§ **SET EXERCISE**: Can you copy out all of the data below word for word, omitting the pictures?

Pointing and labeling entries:
* begin *

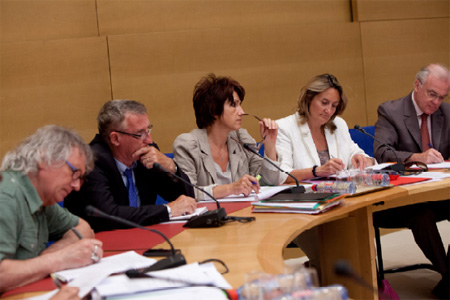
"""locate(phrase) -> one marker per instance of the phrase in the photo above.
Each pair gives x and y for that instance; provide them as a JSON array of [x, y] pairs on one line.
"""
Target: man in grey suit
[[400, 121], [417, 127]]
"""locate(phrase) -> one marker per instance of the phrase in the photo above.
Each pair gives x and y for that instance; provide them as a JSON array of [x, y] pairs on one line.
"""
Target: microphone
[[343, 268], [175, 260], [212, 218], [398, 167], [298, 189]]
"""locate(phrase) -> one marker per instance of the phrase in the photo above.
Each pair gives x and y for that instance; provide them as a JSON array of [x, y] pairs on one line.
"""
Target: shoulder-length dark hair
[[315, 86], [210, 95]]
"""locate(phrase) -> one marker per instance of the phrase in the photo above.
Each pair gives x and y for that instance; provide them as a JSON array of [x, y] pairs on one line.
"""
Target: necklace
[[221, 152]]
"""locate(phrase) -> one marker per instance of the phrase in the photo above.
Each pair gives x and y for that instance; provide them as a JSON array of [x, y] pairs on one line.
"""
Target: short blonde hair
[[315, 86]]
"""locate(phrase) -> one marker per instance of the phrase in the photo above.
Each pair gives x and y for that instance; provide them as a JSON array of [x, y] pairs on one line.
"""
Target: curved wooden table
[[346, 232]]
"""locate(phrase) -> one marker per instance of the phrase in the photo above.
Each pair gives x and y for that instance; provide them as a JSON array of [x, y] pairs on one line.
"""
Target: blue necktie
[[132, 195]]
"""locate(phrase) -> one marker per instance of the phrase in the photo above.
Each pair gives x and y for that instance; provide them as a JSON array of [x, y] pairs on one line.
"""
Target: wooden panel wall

* end *

§ **SOLUTION TO THIS EXERCISE**:
"""locate(phrase) -> one marker per instance of the phrase in the photo above.
Each pair gives x and y for that instance; provide them as a JSON array of [x, y] pairs on one line.
"""
Target: man in grey suit
[[400, 121], [417, 127]]
"""locate(phrase) -> one marker per instance of the phrase in the photo above.
Each pair gives x and y for that instance; provide them as a JSON array of [x, y] pairs on one line.
"""
Target: microphone
[[343, 268], [175, 260], [212, 218], [398, 167], [298, 189]]
"""locate(phrase) -> one marker per instance of the phrase in the photo above.
Each pair gives x and y for that instance; provide them as a JSON array of [x, y] pairs on one line.
"""
Target: shoulder-length dark hair
[[315, 86], [210, 95]]
"""locate(phrase) -> one marker per instance of the phrase in the photo above.
Each pair gives x and y for that instance; provide them as a JSON array of [x, y] pairs on one line.
"""
Target: necklace
[[221, 152]]
"""locate(phrase) -> one marker per instance of the phrase in the photo above.
Each pair gives x and y for that instance; provide them as a JSON array of [x, y] pairs on one line.
"""
Target: short blonde hair
[[315, 86]]
"""locate(phrase) -> one marker per instance of the phrase in the photo above.
Each pair gives x and y for that instance; provide them as a JSON array of [x, y] pairs on one line.
"""
Target: curved wooden table
[[346, 232]]
"""locate(phrase) -> one marker per instance of the phrase in the photo above.
Each pair gives x and y for that instance; provide them as a JSON array of [x, y] pairs on one line.
"""
Target: blue necktie
[[132, 195]]
"""locate(phrase) -> one marker per instance of the phrase in the photo above.
Each pair gives x and y for that instance; provide them as a JSON array of [x, y] pairs on one line.
"""
Target: wooden panel wall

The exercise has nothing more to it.